▸ Exercise task: Recast the items below as a two-column CSV with the headers "instruction" and "outlines". Each request gets one row holding its text and its answer, each in a single quoted field with line breaks replaced by spaces, and the pictures are left out.

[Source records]

....

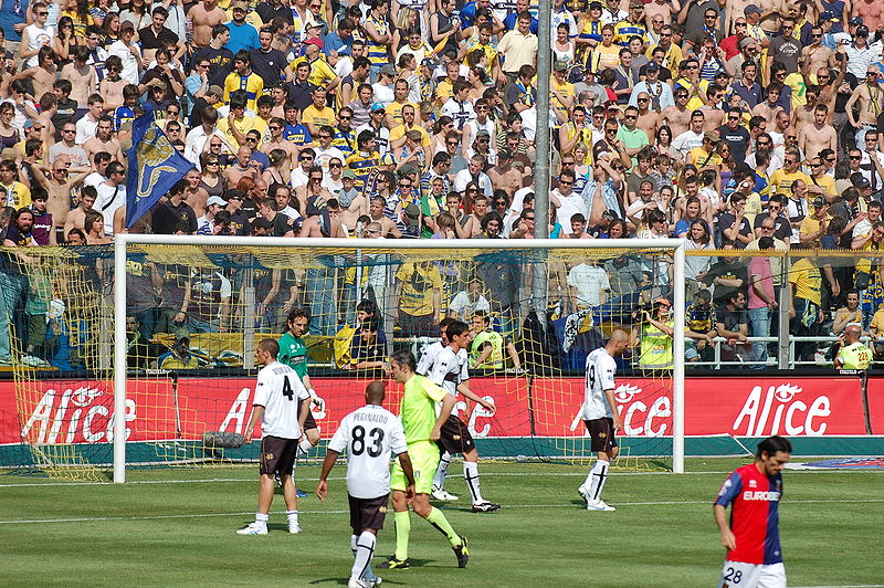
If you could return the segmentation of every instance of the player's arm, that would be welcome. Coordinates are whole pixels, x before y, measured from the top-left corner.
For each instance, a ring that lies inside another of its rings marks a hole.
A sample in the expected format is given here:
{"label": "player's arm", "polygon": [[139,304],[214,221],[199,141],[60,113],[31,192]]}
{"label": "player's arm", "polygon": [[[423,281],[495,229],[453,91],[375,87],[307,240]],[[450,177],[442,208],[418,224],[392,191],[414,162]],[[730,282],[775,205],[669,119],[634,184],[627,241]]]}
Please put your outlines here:
{"label": "player's arm", "polygon": [[252,418],[249,420],[249,427],[245,428],[244,440],[246,443],[252,442],[252,431],[254,431],[255,424],[257,424],[257,421],[260,421],[261,417],[263,416],[264,416],[264,407],[262,407],[261,405],[254,405],[252,407]]}
{"label": "player's arm", "polygon": [[[322,502],[325,502],[325,497],[328,495],[328,482],[326,482],[326,479],[328,477],[329,472],[332,472],[332,468],[335,466],[335,462],[338,460],[338,455],[340,455],[340,453],[332,449],[329,449],[325,454],[325,461],[323,461],[323,471],[319,473],[319,484],[316,486],[316,496]],[[408,454],[406,454],[406,458],[408,458]],[[411,468],[411,462],[409,462],[409,469],[410,468]],[[406,468],[402,466],[402,470]]]}
{"label": "player's arm", "polygon": [[430,432],[430,441],[439,441],[439,438],[442,435],[442,424],[449,420],[449,417],[451,417],[451,411],[454,409],[454,397],[444,390],[442,390],[442,393],[444,393],[445,397],[440,400],[442,407],[439,411],[439,417],[435,419],[433,430]]}
{"label": "player's arm", "polygon": [[608,388],[604,390],[604,398],[608,399],[608,406],[611,407],[611,414],[614,419],[614,432],[623,430],[623,420],[617,411],[617,400],[614,399],[614,389]]}
{"label": "player's arm", "polygon": [[737,548],[737,538],[734,532],[730,531],[730,524],[727,522],[727,511],[720,504],[714,504],[712,512],[715,515],[715,524],[718,525],[718,531],[722,534],[722,545],[727,549]]}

....

▸ Final answer:
instruction,outlines
"If you could return the segmentation of every instance of the player's arm, that would be welcome. Coordinates are whole pixels, x before y, measured from the top-left corner. For each instance, a ring that lies inside another of its rings marks a hole. A sample in the expected format is given here: {""label"": ""player's arm"", ""polygon"": [[139,304],[214,221],[199,141],[60,113],[31,192]]} {""label"": ""player's arm"", ""polygon"": [[[423,281],[495,229],[453,91],[375,87],[307,240]],[[450,177],[442,208],[418,224],[392,191],[414,162]],[[730,282],[775,205],[669,119],[634,184],[627,241]]]} Please put your outlines here:","{""label"": ""player's arm"", ""polygon"": [[252,418],[249,420],[249,427],[245,428],[244,440],[246,443],[252,442],[252,431],[254,431],[255,424],[257,424],[257,421],[260,421],[261,417],[263,416],[264,416],[264,407],[262,407],[261,405],[254,405],[252,407]]} {""label"": ""player's arm"", ""polygon"": [[[322,502],[325,502],[325,497],[328,495],[328,482],[326,482],[326,479],[328,477],[329,472],[332,472],[332,468],[335,466],[335,462],[338,460],[338,455],[340,455],[340,453],[332,449],[329,449],[325,454],[325,461],[323,461],[323,471],[319,473],[319,484],[316,486],[316,496]],[[408,454],[406,454],[406,458],[408,458]],[[411,468],[411,462],[409,462],[409,469],[410,468]],[[406,468],[402,466],[402,470]]]} {""label"": ""player's arm"", ""polygon"": [[430,432],[430,441],[439,441],[439,438],[442,435],[442,424],[449,420],[449,417],[451,417],[451,411],[454,409],[454,397],[444,390],[442,390],[442,393],[444,393],[445,397],[440,400],[442,407],[439,411],[439,417],[435,419],[433,430]]} {""label"": ""player's arm"", ""polygon"": [[608,388],[604,390],[604,398],[608,399],[608,406],[611,407],[611,414],[614,419],[614,432],[623,430],[623,420],[617,411],[617,400],[614,399],[614,389]]} {""label"": ""player's arm"", ""polygon"": [[737,548],[737,538],[734,532],[730,531],[730,524],[727,522],[727,511],[720,504],[714,504],[712,512],[715,515],[715,524],[718,525],[718,531],[722,534],[722,545],[727,549]]}"